— Task —
Find every line in the listing below that contains the word "image", and copy each of those lines in full.
──────── Information ────────
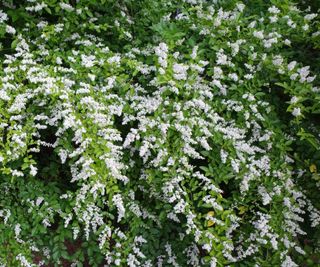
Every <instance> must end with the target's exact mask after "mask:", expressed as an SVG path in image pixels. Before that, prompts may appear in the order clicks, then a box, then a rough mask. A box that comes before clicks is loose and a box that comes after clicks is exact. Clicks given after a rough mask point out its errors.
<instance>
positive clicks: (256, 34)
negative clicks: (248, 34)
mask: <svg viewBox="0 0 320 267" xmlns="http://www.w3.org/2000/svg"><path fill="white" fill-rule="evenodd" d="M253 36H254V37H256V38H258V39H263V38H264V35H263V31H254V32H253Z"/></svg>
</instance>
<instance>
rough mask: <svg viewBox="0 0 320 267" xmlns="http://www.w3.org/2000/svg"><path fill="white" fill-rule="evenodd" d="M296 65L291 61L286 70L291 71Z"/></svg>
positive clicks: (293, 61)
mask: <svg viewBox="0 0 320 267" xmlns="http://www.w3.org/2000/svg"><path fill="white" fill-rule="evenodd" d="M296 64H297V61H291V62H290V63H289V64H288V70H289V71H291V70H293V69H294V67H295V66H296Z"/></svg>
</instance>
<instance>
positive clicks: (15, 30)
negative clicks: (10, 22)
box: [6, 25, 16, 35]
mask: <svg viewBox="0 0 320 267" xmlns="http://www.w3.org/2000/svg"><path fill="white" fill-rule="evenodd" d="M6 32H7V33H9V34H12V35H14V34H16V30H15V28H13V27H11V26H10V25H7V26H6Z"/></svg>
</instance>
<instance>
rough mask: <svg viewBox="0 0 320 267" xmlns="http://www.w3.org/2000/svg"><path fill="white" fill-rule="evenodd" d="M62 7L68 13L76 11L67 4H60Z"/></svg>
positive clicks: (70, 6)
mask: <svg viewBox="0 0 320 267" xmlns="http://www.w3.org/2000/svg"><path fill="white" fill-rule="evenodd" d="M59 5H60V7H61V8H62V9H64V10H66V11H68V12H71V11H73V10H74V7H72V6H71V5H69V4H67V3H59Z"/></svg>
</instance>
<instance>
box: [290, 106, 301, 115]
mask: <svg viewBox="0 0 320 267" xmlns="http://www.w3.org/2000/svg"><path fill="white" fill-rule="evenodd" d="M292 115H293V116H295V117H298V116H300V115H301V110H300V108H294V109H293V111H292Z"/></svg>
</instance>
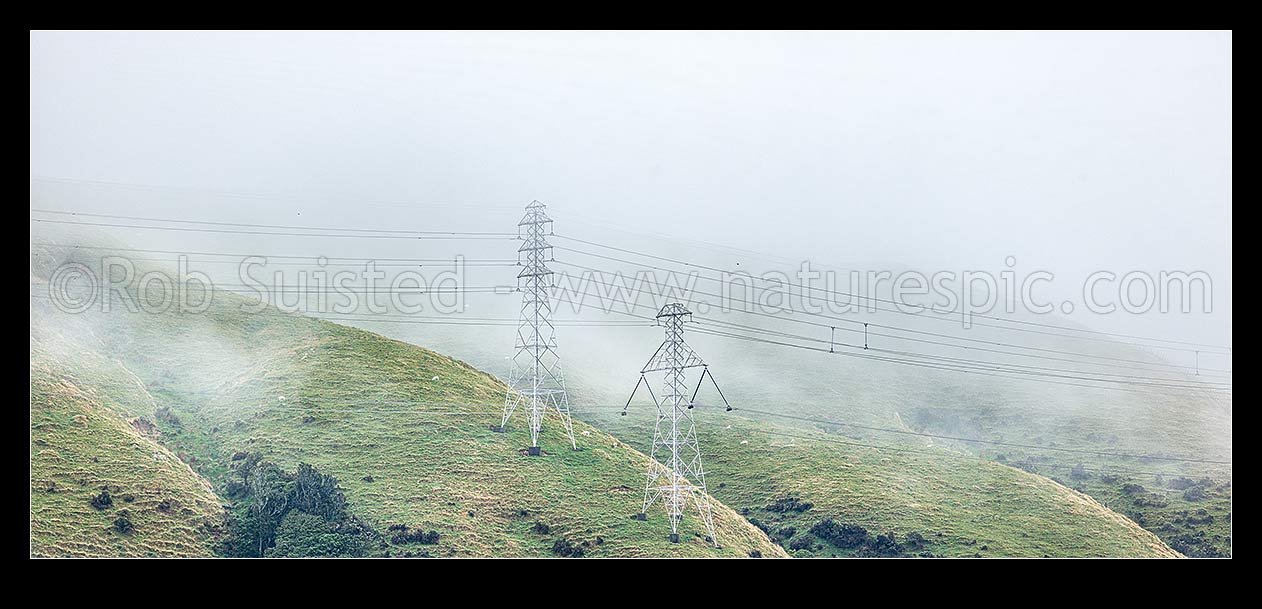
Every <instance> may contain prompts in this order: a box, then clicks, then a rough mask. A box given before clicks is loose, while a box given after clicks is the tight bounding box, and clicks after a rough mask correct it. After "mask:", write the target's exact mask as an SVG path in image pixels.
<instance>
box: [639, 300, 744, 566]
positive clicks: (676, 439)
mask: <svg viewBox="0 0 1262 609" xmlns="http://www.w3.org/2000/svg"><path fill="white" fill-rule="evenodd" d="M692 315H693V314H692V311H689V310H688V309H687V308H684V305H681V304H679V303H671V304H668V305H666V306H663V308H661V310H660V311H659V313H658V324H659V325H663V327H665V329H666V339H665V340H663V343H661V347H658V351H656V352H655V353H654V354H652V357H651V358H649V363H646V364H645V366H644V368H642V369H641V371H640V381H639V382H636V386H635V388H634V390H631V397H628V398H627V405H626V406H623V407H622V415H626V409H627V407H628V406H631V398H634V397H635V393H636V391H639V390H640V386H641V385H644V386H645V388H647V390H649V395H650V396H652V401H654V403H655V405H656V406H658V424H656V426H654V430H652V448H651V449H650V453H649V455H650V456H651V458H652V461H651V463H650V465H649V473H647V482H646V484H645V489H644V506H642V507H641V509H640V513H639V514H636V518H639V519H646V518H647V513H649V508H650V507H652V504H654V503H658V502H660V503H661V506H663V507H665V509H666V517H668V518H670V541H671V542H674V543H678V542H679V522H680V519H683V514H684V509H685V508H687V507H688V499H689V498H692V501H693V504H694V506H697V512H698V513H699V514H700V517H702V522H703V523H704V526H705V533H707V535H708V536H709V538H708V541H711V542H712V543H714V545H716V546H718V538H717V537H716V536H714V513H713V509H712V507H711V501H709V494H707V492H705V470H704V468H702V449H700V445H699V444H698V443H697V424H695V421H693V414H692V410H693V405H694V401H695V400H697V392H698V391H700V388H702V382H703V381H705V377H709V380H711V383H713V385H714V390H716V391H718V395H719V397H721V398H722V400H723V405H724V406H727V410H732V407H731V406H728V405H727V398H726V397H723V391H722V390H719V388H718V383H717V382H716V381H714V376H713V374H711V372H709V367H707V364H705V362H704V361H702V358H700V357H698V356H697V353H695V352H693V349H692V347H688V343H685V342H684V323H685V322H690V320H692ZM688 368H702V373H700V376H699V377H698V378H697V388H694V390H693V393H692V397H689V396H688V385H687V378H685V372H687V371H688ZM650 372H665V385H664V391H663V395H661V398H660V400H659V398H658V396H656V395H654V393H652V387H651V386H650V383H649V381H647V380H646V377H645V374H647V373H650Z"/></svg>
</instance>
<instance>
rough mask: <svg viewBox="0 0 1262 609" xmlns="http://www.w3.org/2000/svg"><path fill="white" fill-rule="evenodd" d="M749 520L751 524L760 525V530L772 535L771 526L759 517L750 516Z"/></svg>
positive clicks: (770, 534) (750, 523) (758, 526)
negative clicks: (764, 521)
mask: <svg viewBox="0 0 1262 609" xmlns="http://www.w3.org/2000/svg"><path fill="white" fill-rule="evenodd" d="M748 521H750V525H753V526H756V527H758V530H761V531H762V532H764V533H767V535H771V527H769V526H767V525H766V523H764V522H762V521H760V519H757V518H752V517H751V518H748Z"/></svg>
────────
— Output of the exercise —
Every <instance> must end with the target's exact mask after "mask:", expressed as an SVG path in image pixels. Before that, prompts may appear in the order clicks, then a box, then a rough mask. A box that comes before clicks is loose and a box that comes after clicks is exact. Clicks given after a rough mask point out its errors.
Every <instance> may contain prompts in this order: a box, then clicks, then a rough mask. A box given before clicks is loose, while a box given after clicks is the tight bounding box, and clicks after a rough mask correct it. After "mask:", write the target's exact mask as an SVG path in image pixels.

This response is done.